> [演習問題]:
• a. LAPに関する文章によると、酵素LAPが主に分解するのは何ですか。
• b. LAPに関する文章を、最後の文の後から書き進めてください。

> [本文抜粋]:
════════════════

【LAP】血液検査のLAP数値が高いと、肝臓や胆道系に障害があるかも


肝機能をサポートする、あるいは肝機能の主たる機能を発揮する重要な酵素がいくつかあります。

AST(GOT)、ALT(GPT)、γGTP(γは「ガンマ」の読み)は最も代表的な酵素で、一般的な血液検査でも知ることができます。

上記以外にも重要な酵素があります。LAPもその1つです。

酵素LAPの主な働きとマーカーとしての意味合いは?

ロイシンと呼ばれるたんぱく質がありますが、このロイシンを主に分解する役割を果たすのがLAPという肝臓の酵素です。

実は肝臓以外でも腎臓、膵臓、腸管、子宮、睾丸、脳など、主要な臓器の細胞に含まれる酵素です。

肝臓は最も大きい臓器ですから、自然と肝臓とのかかわりが強くなります。そのため、LAPが疾患のマーカー(血液検査で数値が異常になる)としての役割を果たすのは、主に肝臓や胆道系の障害でということになります。

特に胆道系の障害については、ALPやγGTPとほとんど同じ変化を見せることで、LAPだけで判断せず、ALPやγGTP、その他肝機能値と組み合わせてマーカーとすることが多いです。

LAPは、「Leucine AminopePtidase=ロイシンアミノペプチダーゼ」の頭文字L、A、Pを羅列した物質名(酵素名)の略称、ならびに肝機能検査の検査項目です。

肝機能を示す数値のラベルとして知られます。

実は、LAPの数値だけからわかることはそう多くありません。それならLAPは検査項目に必要ないではないかと思われるかもしれませんが、LAPはほかの肝機能値などと組み合わせることで、優れた疾患マーカーになるのです。

════════════════

> [提供データ]:
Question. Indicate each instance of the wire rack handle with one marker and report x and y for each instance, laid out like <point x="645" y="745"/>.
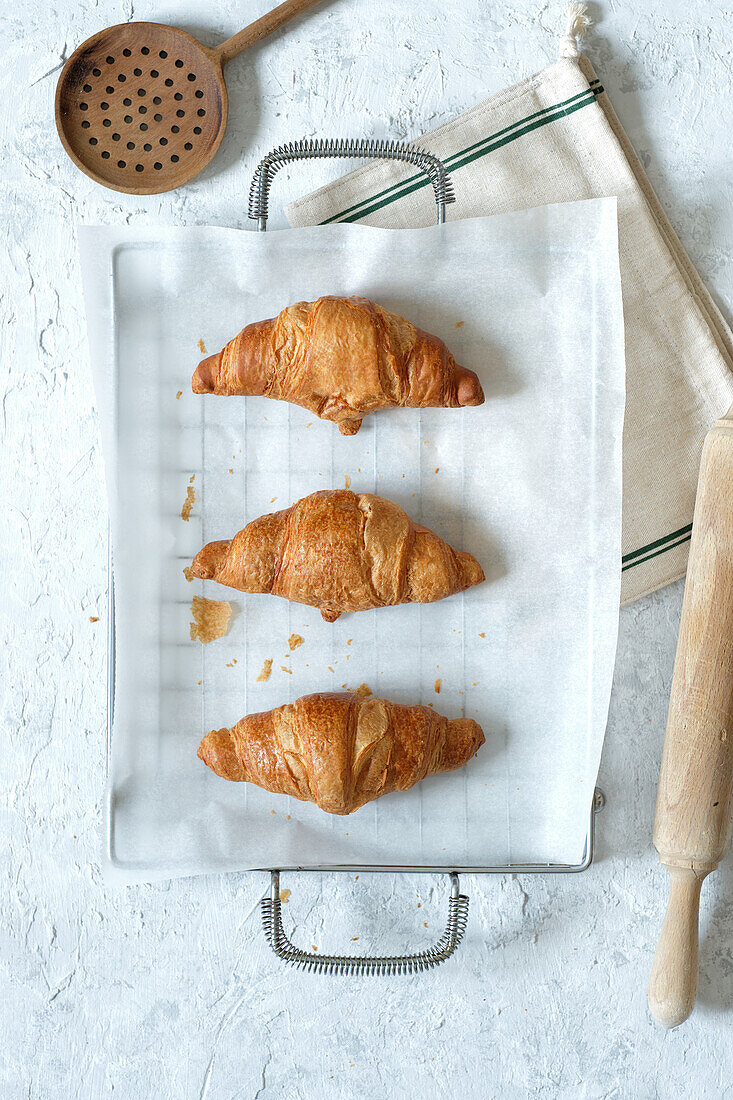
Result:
<point x="363" y="149"/>
<point x="363" y="964"/>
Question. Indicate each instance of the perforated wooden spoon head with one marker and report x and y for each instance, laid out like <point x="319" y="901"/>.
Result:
<point x="141" y="107"/>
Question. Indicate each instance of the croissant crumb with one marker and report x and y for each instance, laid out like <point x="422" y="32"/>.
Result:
<point x="210" y="618"/>
<point x="190" y="499"/>
<point x="266" y="670"/>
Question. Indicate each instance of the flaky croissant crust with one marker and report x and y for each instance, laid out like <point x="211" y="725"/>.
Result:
<point x="340" y="750"/>
<point x="339" y="551"/>
<point x="341" y="359"/>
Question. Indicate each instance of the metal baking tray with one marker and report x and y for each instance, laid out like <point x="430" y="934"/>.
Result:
<point x="271" y="904"/>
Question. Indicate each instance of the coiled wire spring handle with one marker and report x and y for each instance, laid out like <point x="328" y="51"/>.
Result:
<point x="317" y="149"/>
<point x="363" y="964"/>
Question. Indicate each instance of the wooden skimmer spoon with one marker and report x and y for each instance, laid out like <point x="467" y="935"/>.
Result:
<point x="142" y="107"/>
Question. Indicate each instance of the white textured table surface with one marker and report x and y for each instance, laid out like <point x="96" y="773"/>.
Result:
<point x="171" y="990"/>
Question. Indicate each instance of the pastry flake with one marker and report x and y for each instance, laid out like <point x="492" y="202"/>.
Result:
<point x="210" y="618"/>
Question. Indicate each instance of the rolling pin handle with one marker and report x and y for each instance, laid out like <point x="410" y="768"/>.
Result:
<point x="674" y="980"/>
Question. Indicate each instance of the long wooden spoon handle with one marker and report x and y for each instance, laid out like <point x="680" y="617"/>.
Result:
<point x="674" y="979"/>
<point x="261" y="29"/>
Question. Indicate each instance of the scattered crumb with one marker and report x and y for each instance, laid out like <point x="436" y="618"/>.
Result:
<point x="190" y="499"/>
<point x="266" y="669"/>
<point x="210" y="618"/>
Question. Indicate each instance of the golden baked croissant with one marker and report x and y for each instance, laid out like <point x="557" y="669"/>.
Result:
<point x="340" y="750"/>
<point x="340" y="358"/>
<point x="339" y="551"/>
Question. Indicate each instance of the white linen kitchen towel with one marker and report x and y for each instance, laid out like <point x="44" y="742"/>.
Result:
<point x="555" y="138"/>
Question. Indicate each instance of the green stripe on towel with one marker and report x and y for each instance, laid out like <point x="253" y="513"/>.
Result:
<point x="471" y="153"/>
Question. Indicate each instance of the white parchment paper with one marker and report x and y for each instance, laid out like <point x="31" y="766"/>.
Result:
<point x="529" y="483"/>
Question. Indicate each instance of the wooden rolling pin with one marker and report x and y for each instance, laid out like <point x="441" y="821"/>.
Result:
<point x="695" y="801"/>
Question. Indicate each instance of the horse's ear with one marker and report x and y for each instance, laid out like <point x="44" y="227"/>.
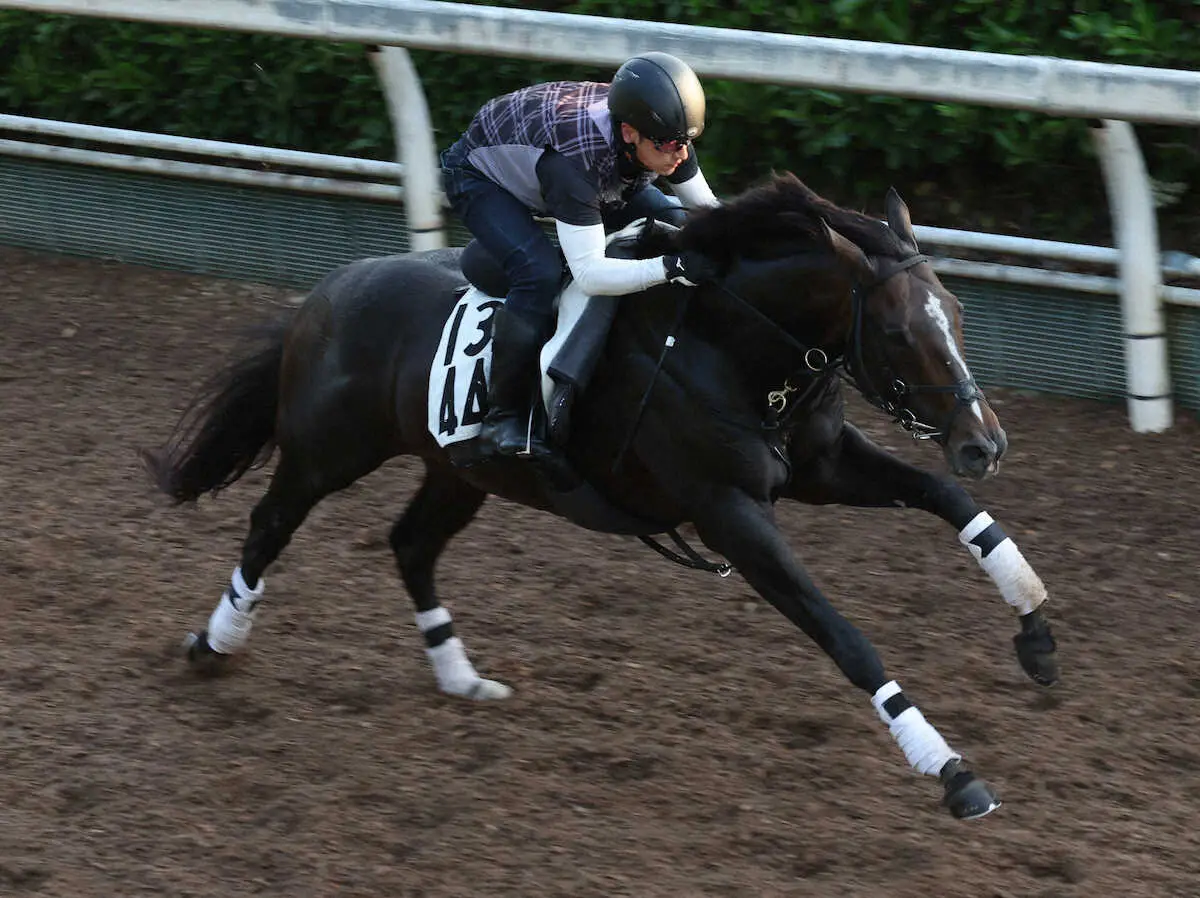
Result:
<point x="899" y="219"/>
<point x="846" y="250"/>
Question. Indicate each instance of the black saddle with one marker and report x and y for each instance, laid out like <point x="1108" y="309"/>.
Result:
<point x="484" y="271"/>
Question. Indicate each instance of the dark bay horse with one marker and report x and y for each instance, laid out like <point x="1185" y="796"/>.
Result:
<point x="707" y="406"/>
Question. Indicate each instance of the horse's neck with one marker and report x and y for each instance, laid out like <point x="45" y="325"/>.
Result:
<point x="799" y="305"/>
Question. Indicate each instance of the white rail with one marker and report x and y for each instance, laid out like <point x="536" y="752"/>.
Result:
<point x="1056" y="87"/>
<point x="1114" y="94"/>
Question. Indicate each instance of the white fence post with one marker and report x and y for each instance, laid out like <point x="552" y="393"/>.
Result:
<point x="414" y="144"/>
<point x="1135" y="233"/>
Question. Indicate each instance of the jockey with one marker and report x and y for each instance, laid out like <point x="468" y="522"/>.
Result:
<point x="586" y="155"/>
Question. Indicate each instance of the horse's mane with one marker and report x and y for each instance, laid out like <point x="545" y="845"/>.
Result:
<point x="783" y="209"/>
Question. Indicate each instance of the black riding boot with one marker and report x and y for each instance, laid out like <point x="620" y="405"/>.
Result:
<point x="513" y="385"/>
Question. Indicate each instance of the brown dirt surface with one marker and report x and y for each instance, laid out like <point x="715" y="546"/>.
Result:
<point x="670" y="735"/>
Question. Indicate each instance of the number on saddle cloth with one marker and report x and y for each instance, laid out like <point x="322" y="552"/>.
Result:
<point x="457" y="399"/>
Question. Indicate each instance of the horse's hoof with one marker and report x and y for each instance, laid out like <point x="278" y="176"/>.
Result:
<point x="487" y="690"/>
<point x="203" y="658"/>
<point x="966" y="796"/>
<point x="1037" y="652"/>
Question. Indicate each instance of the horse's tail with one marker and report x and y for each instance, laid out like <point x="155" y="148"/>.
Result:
<point x="227" y="429"/>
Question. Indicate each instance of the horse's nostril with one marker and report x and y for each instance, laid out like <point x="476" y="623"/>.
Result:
<point x="976" y="455"/>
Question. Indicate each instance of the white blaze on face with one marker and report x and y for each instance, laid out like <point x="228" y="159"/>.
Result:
<point x="934" y="306"/>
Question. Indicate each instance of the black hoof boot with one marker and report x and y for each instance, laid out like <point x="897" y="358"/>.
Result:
<point x="966" y="796"/>
<point x="203" y="658"/>
<point x="1036" y="648"/>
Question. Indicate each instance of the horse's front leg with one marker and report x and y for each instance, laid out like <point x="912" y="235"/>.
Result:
<point x="744" y="531"/>
<point x="857" y="472"/>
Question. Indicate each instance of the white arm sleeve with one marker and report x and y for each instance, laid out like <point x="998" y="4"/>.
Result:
<point x="695" y="192"/>
<point x="583" y="246"/>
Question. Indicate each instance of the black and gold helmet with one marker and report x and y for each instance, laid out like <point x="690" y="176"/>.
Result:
<point x="660" y="96"/>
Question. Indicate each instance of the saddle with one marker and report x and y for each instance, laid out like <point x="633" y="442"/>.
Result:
<point x="570" y="355"/>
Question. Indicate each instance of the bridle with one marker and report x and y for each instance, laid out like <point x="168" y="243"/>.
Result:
<point x="819" y="367"/>
<point x="892" y="400"/>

════════════════

> [解答一覧]:
• a. ロイシンと呼ばれるたんぱく質です。

• b.
LAPと組み合わせることで疾患マーカーとして有効なデータとなる検査項目
  • ALP・・・胆管疾患マーカー
  • ビリルビン・・・主に黄疸(おうだん)の原因となる疾患の胆道系マーカー
  • A/G比・・・アルブミン・グロブリン比
  • ICG負荷試験・・・インドシアニングリーンという色素を注射して行う検査
  • 膠質反応・・・血清たんぱくの変化の様子を調べる検査

LAPの正常範囲やLAP値の異常の原因を探る!

確かにLAPは、関連するデータと組み合わせることでより有効なマーカーとなりえますが、LAP自体にも当然正常範囲が設定されており、数値に異常が見られる場合には、単独で疾患のリスクを指示することもあります。

まずはLAPの正常範囲を知ろう!

ほかのデータと組み合わせて有効なデータとするために、そしてもちろんLAP自体をマーカーとして有効にするためにも、まずはLAPの正常範囲を定義しておきましょう。

LAPの基準値(LPNA法)(※)
30~80IU/L

※注意・・・検査方法により数値が異なり、医療機関により解釈が異なることがあります。

LAP値の性差、生活習慣などによる有意な差は認められていません。ただし、飲酒習慣だけは大いに影響を与えます。過度な飲酒により、γGTPとともにLAPが上昇しやすい傾向にあります。注意しましょう。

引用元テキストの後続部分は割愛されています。